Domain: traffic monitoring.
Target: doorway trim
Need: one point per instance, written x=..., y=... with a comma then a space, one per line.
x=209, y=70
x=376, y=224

____

__WHAT THIS TASK INVOLVES__. Copy every line of the records above word for word, changing nothing.

__RESULT__.
Domain: traffic monitoring.
Target: doorway trim
Need: one point per instance, written x=..., y=... with a comma then a space, one per line.
x=209, y=70
x=376, y=224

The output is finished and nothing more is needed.